* [ENTRIES SUPPLIED]
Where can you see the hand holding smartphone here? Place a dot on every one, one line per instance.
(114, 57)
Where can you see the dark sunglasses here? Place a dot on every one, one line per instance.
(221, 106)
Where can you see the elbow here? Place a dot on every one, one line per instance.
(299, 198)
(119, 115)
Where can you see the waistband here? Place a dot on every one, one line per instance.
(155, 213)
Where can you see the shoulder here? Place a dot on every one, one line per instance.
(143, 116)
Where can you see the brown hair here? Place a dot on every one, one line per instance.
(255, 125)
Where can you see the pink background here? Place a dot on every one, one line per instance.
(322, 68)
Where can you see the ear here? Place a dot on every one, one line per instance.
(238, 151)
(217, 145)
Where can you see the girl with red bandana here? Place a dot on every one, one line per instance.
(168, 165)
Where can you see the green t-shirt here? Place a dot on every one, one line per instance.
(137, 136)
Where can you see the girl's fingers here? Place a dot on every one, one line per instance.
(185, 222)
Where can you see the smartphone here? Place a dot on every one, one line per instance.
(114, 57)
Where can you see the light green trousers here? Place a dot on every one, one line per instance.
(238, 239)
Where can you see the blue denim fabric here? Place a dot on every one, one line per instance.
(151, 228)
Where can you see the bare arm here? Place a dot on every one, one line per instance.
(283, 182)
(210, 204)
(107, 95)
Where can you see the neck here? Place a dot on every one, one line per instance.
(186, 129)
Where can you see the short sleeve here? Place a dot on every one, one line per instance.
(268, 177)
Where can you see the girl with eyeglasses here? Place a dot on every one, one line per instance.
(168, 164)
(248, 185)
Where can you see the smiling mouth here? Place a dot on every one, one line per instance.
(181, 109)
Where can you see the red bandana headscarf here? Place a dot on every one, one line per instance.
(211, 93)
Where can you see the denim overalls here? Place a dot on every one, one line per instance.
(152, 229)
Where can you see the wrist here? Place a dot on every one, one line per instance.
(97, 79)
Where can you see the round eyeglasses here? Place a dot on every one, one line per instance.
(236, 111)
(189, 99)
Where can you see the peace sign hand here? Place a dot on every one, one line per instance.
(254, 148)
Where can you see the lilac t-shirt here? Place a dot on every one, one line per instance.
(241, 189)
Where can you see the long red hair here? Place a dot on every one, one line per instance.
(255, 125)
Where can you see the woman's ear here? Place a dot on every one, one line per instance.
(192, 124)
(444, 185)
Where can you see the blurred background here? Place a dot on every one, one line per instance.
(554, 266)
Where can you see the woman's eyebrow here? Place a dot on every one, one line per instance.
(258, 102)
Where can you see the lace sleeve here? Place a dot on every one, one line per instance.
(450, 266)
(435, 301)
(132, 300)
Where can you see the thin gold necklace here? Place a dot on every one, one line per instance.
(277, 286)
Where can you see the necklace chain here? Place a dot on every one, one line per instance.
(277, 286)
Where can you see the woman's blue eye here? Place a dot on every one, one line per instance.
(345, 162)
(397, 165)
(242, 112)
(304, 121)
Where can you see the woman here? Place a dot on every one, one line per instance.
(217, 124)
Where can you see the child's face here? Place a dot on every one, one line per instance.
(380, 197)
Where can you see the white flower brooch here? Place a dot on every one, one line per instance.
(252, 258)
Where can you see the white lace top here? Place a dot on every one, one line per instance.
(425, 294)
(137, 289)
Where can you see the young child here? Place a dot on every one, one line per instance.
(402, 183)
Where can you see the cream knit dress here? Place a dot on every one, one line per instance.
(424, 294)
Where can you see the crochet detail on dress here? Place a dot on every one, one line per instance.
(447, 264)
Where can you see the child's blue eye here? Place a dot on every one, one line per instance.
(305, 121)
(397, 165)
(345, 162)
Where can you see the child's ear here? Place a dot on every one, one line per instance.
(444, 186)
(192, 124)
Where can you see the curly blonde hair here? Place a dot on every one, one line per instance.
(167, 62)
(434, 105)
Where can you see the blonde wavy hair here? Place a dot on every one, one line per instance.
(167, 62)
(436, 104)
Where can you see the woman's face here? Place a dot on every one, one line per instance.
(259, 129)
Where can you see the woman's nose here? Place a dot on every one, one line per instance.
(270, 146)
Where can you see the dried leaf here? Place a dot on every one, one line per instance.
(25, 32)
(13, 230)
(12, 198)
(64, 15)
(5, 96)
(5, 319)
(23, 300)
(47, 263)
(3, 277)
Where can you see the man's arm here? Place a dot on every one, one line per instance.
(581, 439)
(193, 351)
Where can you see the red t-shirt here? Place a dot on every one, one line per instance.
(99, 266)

* [DESCRIPTION OF THE TASK]
Reproduce the full listing exactly.

* [SOLUTION TO THIS PROBLEM]
Where can you see the hand holding smartphone here? Place a dot on every one, one line per instance.
(114, 57)
Where can you see the dark sunglasses here? Place a dot on every one, one line per instance.
(221, 106)
Where can you see the elbow here? Place a dot on every one, one line per instance.
(299, 198)
(119, 115)
Where can you see the waistband here? Place a dot on every one, one line per instance.
(155, 213)
Where can you see the shoulder here? Place a dot on every one, one line per instance.
(143, 116)
Where can you see the brown hair here? Place a dot on every one, one line per instance.
(255, 125)
Where can you see the pink background here? Place a dot on every one, one line per instance.
(322, 68)
Where can you see the ear here? Place a dot on every one, one line per instance.
(238, 151)
(217, 145)
Where can you see the girl with red bandana here? Place a dot on every one, one line per instance.
(168, 165)
Where can you see the green t-shirt here? Place a dot on every one, one line per instance.
(137, 136)
Where can you see the girl's fingers here? Place a dot on every one, one line per instance.
(185, 222)
Where can you see the smartphone here? Place a dot on every one, one line per instance.
(114, 57)
Where can you see the light green trousers here? Place a dot on every one, one line per instance.
(238, 239)
Where can you see the blue denim fabric here? Place a dot on every one, one line per instance.
(151, 228)
Where can you see the bare arm here? Place a dot on every one, one line per instance.
(283, 182)
(210, 204)
(107, 95)
Where can you see the neck here? Place a dot on every one, one line per instance.
(186, 129)
Where can you see the short sleeve here? Place a dot on every one, one line per instance.
(268, 177)
Where can you see the girl with eyeglasses here? Place a dot on every one, one line per instance.
(168, 164)
(248, 185)
Where can you see the smiling mouth here? Place a dot on every one, one line per instance.
(181, 109)
Where can you see the red bandana headscarf here? Place a dot on every one, one line per instance.
(211, 93)
Where can you see the denim overalls here? Place a dot on every one, one line per instance.
(152, 229)
Where can you see the wrist here? Place a dot on every one, one line per instance.
(97, 79)
Where can you see the round eyeglasses here? Place a dot on every one, one line per instance.
(236, 111)
(189, 99)
Where can you see the peace sign hand here? Place a dot on every one, one line per instance.
(254, 148)
Where can you see the lilac t-shirt here? Place a dot on every one, one line per instance.
(241, 189)
Where can you see the long red hair here? Place a dot on every one, one line per instance.
(255, 125)
Where can you see the woman's ear here? Place a dot on every one, one line per instance.
(192, 124)
(444, 185)
Where can you see the blurred background here? Place a dot on every one, one line per instance.
(554, 266)
Where can you see the woman's eyebrow here? Place a dot on every one, one line per instance.
(258, 102)
Where can you see the lace sleeve here? Place a dot on every one, one line per instance.
(450, 266)
(435, 301)
(132, 300)
Where can you see the thin gold necklace here? Place a dot on every one, one line per instance.
(277, 286)
Where can you see the necklace chain here? Place a dot on every one, one line per instance.
(277, 286)
Where can you see the woman's blue eye here? Place a dot on every one, one line per instance.
(345, 162)
(397, 165)
(242, 112)
(304, 121)
Where can you see the woman here? Place a dot on every one, one line per instance.
(217, 124)
Where can you see the child's face here? Place a dot on every one, one line per instance.
(380, 197)
Where can you see the white flower brooch here? Place a dot on every one, one line per instance.
(252, 258)
Where can you see the white lace top here? Place a dot on every one, one line per instance.
(425, 294)
(137, 289)
Where can you see the young child here? Place a dot on every one, one line per instance.
(402, 183)
Where can you see the cream knit dress here? Place a dot on every one, one line per instance.
(424, 294)
Where can you see the crochet detail on dress here? Place a dot on every one, one line per instance.
(447, 264)
Where can you see the child's blue eye here? Place a dot on every one, one line per instance.
(305, 121)
(397, 165)
(345, 162)
Where can you see the child's ear here? Place a dot on every one, one line per instance.
(444, 186)
(192, 124)
Where can you see the curly blonde hair here? Place a dot on every one, one line per instance.
(167, 62)
(434, 105)
Where can you see the blonde wavy hair here? Place a dot on every one, one line per instance.
(167, 62)
(436, 104)
Where can you see the woman's face here? Place a dot on every one, one line per instance.
(259, 129)
Where can you see the woman's nose here? Place a dot on every one, one line per instance.
(270, 146)
Where can you see the dried leaf here? Place a dot on every one, one line per instance.
(25, 32)
(13, 230)
(12, 198)
(64, 15)
(5, 96)
(5, 319)
(23, 300)
(47, 263)
(3, 277)
Where can you see the man's arm here? Place a dot on every one, one line per instance.
(581, 439)
(193, 351)
Where can you see the red t-shirt here? Place a dot on every one, one line per instance.
(99, 266)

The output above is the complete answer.